+++ MATERIAL +++

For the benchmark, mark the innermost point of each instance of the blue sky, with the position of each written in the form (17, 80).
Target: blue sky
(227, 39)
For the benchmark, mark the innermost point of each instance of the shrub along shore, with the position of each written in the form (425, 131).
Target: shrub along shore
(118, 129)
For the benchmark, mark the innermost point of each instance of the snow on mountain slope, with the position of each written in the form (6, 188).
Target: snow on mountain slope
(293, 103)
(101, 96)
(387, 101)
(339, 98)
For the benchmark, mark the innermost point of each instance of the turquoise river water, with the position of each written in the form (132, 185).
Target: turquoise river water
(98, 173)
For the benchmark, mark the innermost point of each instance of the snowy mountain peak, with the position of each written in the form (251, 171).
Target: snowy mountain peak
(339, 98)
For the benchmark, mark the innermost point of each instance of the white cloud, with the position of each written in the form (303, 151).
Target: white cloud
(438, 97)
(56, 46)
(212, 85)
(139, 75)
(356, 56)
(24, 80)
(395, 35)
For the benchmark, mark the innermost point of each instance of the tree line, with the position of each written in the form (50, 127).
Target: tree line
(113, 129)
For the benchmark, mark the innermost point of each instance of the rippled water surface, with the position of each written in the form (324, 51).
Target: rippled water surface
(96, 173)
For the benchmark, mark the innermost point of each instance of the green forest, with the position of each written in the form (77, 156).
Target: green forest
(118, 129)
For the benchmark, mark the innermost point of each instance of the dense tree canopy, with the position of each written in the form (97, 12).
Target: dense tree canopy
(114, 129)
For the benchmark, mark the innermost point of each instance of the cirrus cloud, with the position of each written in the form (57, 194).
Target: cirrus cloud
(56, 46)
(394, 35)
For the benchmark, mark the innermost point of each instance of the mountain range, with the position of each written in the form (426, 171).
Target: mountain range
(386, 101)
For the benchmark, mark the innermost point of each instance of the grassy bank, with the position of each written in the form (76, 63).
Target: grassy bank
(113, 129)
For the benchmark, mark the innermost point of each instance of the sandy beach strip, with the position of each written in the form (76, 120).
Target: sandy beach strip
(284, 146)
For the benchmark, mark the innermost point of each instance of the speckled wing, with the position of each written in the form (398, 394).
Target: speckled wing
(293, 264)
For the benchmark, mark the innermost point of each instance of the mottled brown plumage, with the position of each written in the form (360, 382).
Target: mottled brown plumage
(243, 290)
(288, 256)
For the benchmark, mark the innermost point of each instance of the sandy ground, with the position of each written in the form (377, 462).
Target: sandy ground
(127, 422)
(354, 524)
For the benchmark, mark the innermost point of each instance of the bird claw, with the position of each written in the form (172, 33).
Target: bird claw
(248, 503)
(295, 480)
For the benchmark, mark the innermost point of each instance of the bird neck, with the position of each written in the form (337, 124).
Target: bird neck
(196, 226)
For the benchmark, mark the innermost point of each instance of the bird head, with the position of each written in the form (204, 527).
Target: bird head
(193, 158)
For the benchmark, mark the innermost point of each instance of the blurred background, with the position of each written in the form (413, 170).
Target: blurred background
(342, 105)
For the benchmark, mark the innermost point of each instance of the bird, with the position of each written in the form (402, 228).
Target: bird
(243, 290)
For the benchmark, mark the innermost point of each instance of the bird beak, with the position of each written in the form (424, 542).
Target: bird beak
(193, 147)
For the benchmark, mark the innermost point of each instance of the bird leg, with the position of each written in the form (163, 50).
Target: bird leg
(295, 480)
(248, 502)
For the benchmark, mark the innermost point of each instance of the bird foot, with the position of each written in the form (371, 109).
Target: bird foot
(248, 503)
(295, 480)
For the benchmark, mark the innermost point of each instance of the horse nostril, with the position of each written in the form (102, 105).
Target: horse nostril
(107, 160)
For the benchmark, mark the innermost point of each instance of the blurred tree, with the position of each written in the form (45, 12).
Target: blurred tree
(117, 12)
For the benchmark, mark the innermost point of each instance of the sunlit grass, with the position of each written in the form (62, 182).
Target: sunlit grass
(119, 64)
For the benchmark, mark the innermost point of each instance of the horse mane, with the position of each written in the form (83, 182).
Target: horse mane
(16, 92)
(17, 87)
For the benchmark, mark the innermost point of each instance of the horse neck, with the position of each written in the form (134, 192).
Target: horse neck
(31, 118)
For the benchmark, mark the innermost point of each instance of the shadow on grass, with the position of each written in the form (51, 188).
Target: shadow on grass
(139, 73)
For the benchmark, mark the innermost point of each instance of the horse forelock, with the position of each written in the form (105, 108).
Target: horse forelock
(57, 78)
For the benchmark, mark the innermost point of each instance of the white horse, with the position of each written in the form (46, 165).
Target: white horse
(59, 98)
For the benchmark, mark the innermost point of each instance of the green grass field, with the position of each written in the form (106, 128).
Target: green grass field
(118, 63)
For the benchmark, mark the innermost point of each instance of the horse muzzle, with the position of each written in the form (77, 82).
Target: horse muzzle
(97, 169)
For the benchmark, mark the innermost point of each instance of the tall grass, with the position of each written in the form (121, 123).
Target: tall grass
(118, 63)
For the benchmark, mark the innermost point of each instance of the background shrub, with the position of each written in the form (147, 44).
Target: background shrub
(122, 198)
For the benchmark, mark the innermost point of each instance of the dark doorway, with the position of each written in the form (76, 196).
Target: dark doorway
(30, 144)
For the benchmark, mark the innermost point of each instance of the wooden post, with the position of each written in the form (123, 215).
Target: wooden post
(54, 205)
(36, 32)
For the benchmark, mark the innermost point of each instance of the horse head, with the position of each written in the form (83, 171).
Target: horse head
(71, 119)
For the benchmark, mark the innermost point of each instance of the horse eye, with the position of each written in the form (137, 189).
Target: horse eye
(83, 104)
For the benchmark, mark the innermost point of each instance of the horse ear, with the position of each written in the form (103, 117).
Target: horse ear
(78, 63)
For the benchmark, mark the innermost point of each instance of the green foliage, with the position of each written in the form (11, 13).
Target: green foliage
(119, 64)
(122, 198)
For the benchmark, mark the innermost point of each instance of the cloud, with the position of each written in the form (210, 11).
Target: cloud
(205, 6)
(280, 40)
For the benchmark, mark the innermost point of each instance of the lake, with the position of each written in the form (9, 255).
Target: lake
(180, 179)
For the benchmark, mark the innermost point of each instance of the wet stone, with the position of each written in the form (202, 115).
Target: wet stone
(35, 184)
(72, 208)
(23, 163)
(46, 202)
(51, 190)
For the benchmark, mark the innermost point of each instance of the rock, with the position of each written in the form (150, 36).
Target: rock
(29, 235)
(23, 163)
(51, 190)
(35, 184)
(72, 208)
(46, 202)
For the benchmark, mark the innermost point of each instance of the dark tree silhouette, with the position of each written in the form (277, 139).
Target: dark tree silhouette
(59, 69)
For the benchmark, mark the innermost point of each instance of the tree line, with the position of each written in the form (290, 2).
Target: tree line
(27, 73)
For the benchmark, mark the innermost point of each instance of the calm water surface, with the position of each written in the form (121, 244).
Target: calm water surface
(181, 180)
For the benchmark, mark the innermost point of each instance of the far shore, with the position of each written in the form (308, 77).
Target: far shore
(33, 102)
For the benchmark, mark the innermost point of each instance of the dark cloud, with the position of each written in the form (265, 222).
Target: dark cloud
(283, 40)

+++

### AIM OF THE TASK
Transcribe all the entries, keeping each one exactly as it is.

### ANSWER TO THIS PROBLEM
For the benchmark, mark the innermost point of each instance of the blue sky, with the position of each written in the form (17, 80).
Target: blue sky
(227, 39)
For the benchmark, mark the innermost point of each instance of the shrub along shore, with the position of each written in the form (425, 131).
Target: shrub along shore
(118, 129)
For the benchmark, mark the innermost point of each instance of the snow on mountain slope, with the position of each written in the form (6, 188).
Target: snow on mountain slope
(293, 103)
(101, 96)
(387, 101)
(339, 98)
For the benchmark, mark the innermost point of each instance of the turquoise river water, with the position of each written in the form (132, 185).
Target: turquoise river water
(98, 173)
For the benchmark, mark the innermost point of each instance of the snowy mountain peak, with the position of each written in the form (251, 171).
Target: snowy mountain peak
(339, 98)
For the benchmark, mark the innermost point of each instance of the white cloud, with the position of each written in the form (303, 151).
Target: white cloud
(438, 97)
(56, 46)
(212, 85)
(139, 75)
(356, 56)
(24, 80)
(395, 35)
For the benchmark, mark the innermost point of each instance of the tree line, with the position of each written in the form (50, 127).
Target: tree line
(113, 129)
For the benchmark, mark the innermost point of each instance of the rippled water surface, with the position of each written in the form (324, 51).
Target: rippled water surface
(96, 173)
For the benchmark, mark the innermost point of each instance of the green forest, with the position of each written in the form (77, 156).
Target: green forest
(118, 129)
For the benchmark, mark the innermost point of each instance of the dense tree canopy, with the position of each written in the form (97, 12).
Target: dense tree canopy
(114, 129)
For the benchmark, mark the innermost point of each instance of the cirrus cloud, with the position of each written in the form (57, 194).
Target: cirrus cloud
(56, 46)
(394, 35)
For the benchmark, mark the innermost point of each instance of the mountain range, with the position of each written in the form (426, 171).
Target: mountain range
(386, 101)
For the benchmark, mark the innermost point of each instance of the grassy bank, with the position of each written in the form (76, 63).
Target: grassy bank
(113, 129)
For the benchmark, mark the innermost point of each instance of the sandy beach strip, with the position of each written in the form (76, 120).
Target: sandy beach strip
(284, 146)
For the benchmark, mark the innermost point of each instance of the speckled wing, with the position of each written in the form (398, 394).
Target: speckled wing
(293, 264)
For the benchmark, mark the innermost point of each instance of the mottled brown plumage, with the position of each written in the form (360, 382).
Target: mottled brown plumage
(243, 290)
(288, 256)
For the benchmark, mark the innermost point of each instance of the sandy ground, with the position of each written in the form (377, 462).
Target: sandy ground
(127, 422)
(354, 524)
For the benchmark, mark the innermost point of each instance of the bird claw, with the position of each written in the form (172, 33).
Target: bird claw
(248, 503)
(295, 480)
For the benchmark, mark the innermost point of each instance of the bird neck, with the position of each written in the form (337, 124).
Target: bird neck
(196, 226)
For the benchmark, mark the innermost point of each instance of the bird head, with the position of each written in the form (204, 527).
Target: bird head
(193, 158)
For the benchmark, mark the innermost point of each instance of the blurred background, with the position of each written in the form (413, 170).
Target: blurred background
(342, 105)
For the benchmark, mark the innermost point of each instance of the bird, with the position of each written in the form (402, 228).
Target: bird
(243, 290)
For the benchmark, mark the innermost point of each instance of the bird beak, with the position of each written in the form (424, 542).
Target: bird beak
(193, 147)
For the benchmark, mark the innermost point of each instance of the bird leg, with the position of each written in the form (163, 50).
Target: bird leg
(295, 480)
(248, 502)
For the benchmark, mark the innermost point of each instance of the bird foot, with the position of each written in the form (371, 109).
Target: bird foot
(248, 503)
(295, 480)
For the benchmark, mark the innermost point of each instance of the horse nostril, with the position of each written in the form (102, 105).
Target: horse nostril
(107, 160)
For the benchmark, mark the innermost point of each instance of the blurred tree, with the position of each written in the form (45, 12).
Target: blurred tree
(117, 12)
For the benchmark, mark the innermost point of each instance of the sunlit grass, with the position of each written in the form (62, 182).
Target: sunlit grass
(119, 64)
For the benchmark, mark the innermost point of each instance of the horse mane, with the position of each written in the form (83, 182).
Target: horse mane
(16, 92)
(17, 87)
For the benchmark, mark the innermost point of each instance of the horse neck, with the position of each written in the form (134, 192).
Target: horse neck
(31, 118)
For the benchmark, mark the innermost point of each instance of the shadow on grass, with the position of each written in the form (51, 188).
Target: shadow on grass
(139, 73)
For the benchmark, mark the innermost point of each instance of the horse forelock, with the position of each written in the form (105, 108).
Target: horse forelock
(57, 78)
For the benchmark, mark the innermost point of each instance of the white horse, with the position of each written in the form (46, 165).
Target: white horse
(59, 98)
For the benchmark, mark the innermost point of each instance of the green grass field, with the position of each written in the form (106, 128).
Target: green grass field
(118, 63)
For the benchmark, mark the innermost point of each instance of the horse muzzle, with the position of each written in the form (77, 82).
Target: horse muzzle
(97, 169)
For the benchmark, mark the innermost point of each instance of the tall grass, with the position of each written in the form (121, 123).
Target: tall grass
(118, 63)
For the benchmark, mark the innermost point of each instance of the background shrub, with the position of each written in the form (147, 44).
Target: background shrub
(122, 198)
For the benchmark, mark the innermost point of each instance of the dark doorway, with the position of each written in the form (76, 196).
Target: dark doorway
(30, 144)
For the benchmark, mark the innermost point of each instance of the wooden post, with the position of each written in the form (123, 215).
Target: wooden post
(54, 205)
(36, 32)
For the benchmark, mark the innermost point of each instance of the horse head, with the position of each written in the form (83, 171).
Target: horse head
(71, 119)
For the benchmark, mark the innermost point of each instance of the horse eye, with the position of each written in the form (137, 189).
Target: horse eye
(83, 104)
For the benchmark, mark the innermost point of each instance of the horse ear, with the position of each written in the form (103, 117).
Target: horse ear
(78, 63)
For the benchmark, mark the innermost point of each instance of the green foliage, with the position of each written in the form (11, 13).
Target: green foliage
(119, 64)
(122, 198)
For the benchmark, mark the innermost point of each instance of the cloud, with the position of each written in the form (210, 11).
Target: cloud
(205, 6)
(280, 40)
For the benchmark, mark the innermost point of each instance of the lake, with the position of each written in the form (9, 255).
Target: lake
(180, 179)
For the benchmark, mark the innermost point of each instance of the wet stone, with the position of each written in the form (202, 115).
Target: wet stone
(35, 184)
(72, 208)
(23, 163)
(46, 202)
(51, 190)
For the benchmark, mark the innermost point of each instance of the rock, with the position of each written in the form (150, 36).
Target: rock
(29, 235)
(23, 163)
(51, 190)
(35, 184)
(72, 208)
(46, 202)
For the benchmark, mark the innermost point of each instance of the dark tree silhouette, with the position of each written in the form (277, 139).
Target: dark tree silhouette
(59, 69)
For the benchmark, mark the innermost point of each instance of the tree line, with the position of each written in the form (290, 2).
Target: tree line
(27, 73)
For the benchmark, mark the innermost point of each instance of the calm water surface, with the position of each written in the form (121, 244).
Target: calm water surface
(181, 180)
For the benchmark, mark the innermost point of each instance of the far shore, with the position of each written in the form (308, 77).
Target: far shore
(33, 102)
For the benchmark, mark the innermost point of each instance of the dark cloud, with the position of each written in the form (265, 222).
Target: dark cloud
(283, 40)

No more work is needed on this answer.